Document text:
2006-09-27

Sept. 11, 2001

After the Sept. 11 attacks, I watched a few hours of the TV coverage, then went in to work. Many of my co-workers didn't come in at all. Most of the rest of us soon realized we couldn't concentrate. After I got home, I emailed a letter to the San Jose Mercury News. An editor at the paper contacted me shortly and asked permission to run the letter as a guest editorial. It appeared in a special edition of the paper on Sept. 12. Here is the text as published on the Merc's website. It's pretty close to what I wrote.

---

Opinion
Editorials and columns

Published Wednesday, Sept. 12, 2001, in the San Jose Mercury News


U.S. must take steps to protect itself without losing sight of democracy

By Peter N. Glaskowsky

THE United States has long pursued a policy of preventing terrorist attacks by watching terrorist organizations and intercepting their agents before they can act. With some notable exceptions, such as the 1993 bombing of the World Trade Center and the 1995 Oklahoma City bombing, this policy has been highly effective. Many attacks have been prevented.

This policy, for better or worse, is likely to be another casualty of Tuesday's attacks. The United States will now adopt the policy many of our allies follow of suppressing terrorism through direct action against suspected terrorist organizations, their facilities, and their leaders.

What the task requires:
Write the next part of the Sept. 11 editorial, picking up after its last sentence.

[Stored data]

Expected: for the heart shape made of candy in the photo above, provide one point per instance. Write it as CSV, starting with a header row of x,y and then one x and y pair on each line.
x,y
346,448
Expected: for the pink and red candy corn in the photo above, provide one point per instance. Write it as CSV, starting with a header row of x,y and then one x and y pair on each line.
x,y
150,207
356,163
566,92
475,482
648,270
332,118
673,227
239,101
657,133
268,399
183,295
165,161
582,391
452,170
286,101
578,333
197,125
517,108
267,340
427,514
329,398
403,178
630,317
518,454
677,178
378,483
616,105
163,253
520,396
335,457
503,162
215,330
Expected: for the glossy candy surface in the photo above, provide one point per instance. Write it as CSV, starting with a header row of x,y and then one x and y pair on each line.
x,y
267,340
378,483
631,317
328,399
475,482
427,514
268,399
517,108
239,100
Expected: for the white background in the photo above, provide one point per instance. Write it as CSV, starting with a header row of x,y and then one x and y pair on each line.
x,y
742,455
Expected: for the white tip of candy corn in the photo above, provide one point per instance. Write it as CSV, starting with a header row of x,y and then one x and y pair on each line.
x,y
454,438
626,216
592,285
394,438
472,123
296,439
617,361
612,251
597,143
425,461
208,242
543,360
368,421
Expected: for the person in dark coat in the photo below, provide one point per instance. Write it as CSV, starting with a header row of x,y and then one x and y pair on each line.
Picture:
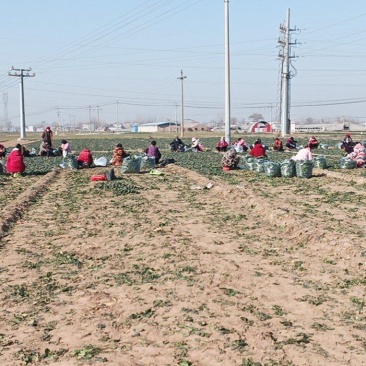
x,y
85,158
177,145
118,155
2,151
15,162
278,146
153,151
47,136
258,150
291,143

Output below:
This will compromise our desire to respect the rights of those suspected of crimes. We are likely to relax standards of probable cause, evidence, and reasonable doubt. Our actions, in short, will follow military standards, not civilian standards.

We must accept the necessity of a military response because today's attacks were acts of war against the United States. At the same time, we must not allow our country to fall into two traps: We must not act against foreign governments, and we must continue to respect the rights of all persons who do not represent an immediate threat.

There are steps we must take immediately. We must secure the commercial aviation industry. We, and our allies, must consider assigning armed air marshals to every flight. We must have a way to distinguish between aircraft having ordinary emergencies and those being diverted by terrorists-- and be willing to stop a diverted airplane.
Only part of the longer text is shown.